◆ **EXERCISE GOAL**
Can you rewrite the paragraph that begins "Since scoring classifiers give" in the prediction-function help page below as a short bulleted list that keeps its main facts?

◆ **GIVEN TEXT**
Function to create prediction objects

Every classifier evaluation using ROCR starts with creating a prediction object. This function is used to transform the input data (which can be in vector, matrix, data frame, or list form) into a standardized format.

Usage

prediction(predictions, labels, label.ordering = NULL)

Arguments

predictions: A vector, matrix, list, or data frame containing the predictions.
labels: A vector, matrix, list, or data frame containing the true class labels. Must have the same dimensions as predictions.
label.ordering: The default ordering (cf.details) of the classes can be changed by supplying a vector containing the negative and the positive class label.

Value

An S4 object of class prediction.

Details

predictions and labels can simply be vectors of the same length. However, in the case of cross-validation data, different cross-validation runs can be provided as the columns of a matrix or data frame, or as the entries of a list. In the case of a matrix or data frame, all cross-validation runs must have the same length, whereas in the case of a list, the lengths can vary across the cross-validation runs. Internally, as described in section 'Value', all of these input formats are converted to list representation.

Since scoring classifiers give relative tendencies towards a negative (low scores) or positive (high scores) class, it has to be declared which class label denotes the negative, and which the positive class. Ideally, labels should be supplied as ordered factor(s), the lower level corresponding to the negative class, the upper level to the positive class. If the labels are factors (unordered), numeric, logical or characters, ordering of the labels is inferred from R's built-in < relation (e.g. 0 < 1, -1 < 1, 'a' < 'b', FALSE < TRUE). Use label.ordering to override this default ordering. Please note that the ordering can be locale-dependent e.g. for character labels '-1' and '1'.

◆ **DATA EXCERPTS**
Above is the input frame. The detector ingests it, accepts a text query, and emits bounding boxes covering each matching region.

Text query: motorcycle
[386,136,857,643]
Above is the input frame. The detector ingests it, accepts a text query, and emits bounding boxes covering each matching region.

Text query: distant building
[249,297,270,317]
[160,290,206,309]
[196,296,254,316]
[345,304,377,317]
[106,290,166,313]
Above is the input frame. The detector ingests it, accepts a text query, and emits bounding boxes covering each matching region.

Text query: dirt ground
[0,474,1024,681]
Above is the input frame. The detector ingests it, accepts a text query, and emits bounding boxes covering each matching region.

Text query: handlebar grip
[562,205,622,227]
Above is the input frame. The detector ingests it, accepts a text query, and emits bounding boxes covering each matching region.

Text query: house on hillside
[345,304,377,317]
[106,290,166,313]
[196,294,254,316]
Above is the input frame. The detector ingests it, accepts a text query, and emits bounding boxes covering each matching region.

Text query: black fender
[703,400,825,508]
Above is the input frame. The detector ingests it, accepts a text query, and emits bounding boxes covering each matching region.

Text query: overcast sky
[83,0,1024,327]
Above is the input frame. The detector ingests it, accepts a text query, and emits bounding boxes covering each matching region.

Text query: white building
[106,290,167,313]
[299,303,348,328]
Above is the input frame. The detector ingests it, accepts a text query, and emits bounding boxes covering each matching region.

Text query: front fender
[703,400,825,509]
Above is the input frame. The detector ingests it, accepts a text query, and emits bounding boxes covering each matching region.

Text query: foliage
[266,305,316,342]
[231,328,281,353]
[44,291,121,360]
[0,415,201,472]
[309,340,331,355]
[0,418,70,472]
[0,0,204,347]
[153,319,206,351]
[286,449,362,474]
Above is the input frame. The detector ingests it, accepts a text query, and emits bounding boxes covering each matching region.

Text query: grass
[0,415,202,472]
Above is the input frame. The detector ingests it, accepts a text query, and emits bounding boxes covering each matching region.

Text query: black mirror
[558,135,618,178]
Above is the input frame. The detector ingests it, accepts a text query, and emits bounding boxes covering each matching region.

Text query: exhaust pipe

◆ **EXERCISE RESPONSE**
- Scoring classifiers lean toward a negative class with low scores and a positive class with high scores, so you must declare which label is negative and which is positive.
- Ideally, supply labels as ordered factor(s). The lower level is the negative class and the upper level is the positive class.
- For unordered factors and for numeric, logical or character labels, the ordering is inferred from R's built-in < relation (e.g. 0 < 1, -1 < 1, 'a' < 'b', FALSE < TRUE).
- label.ordering overrides this default ordering.
- The ordering can depend on locale, e.g. for character labels '-1' and '1'.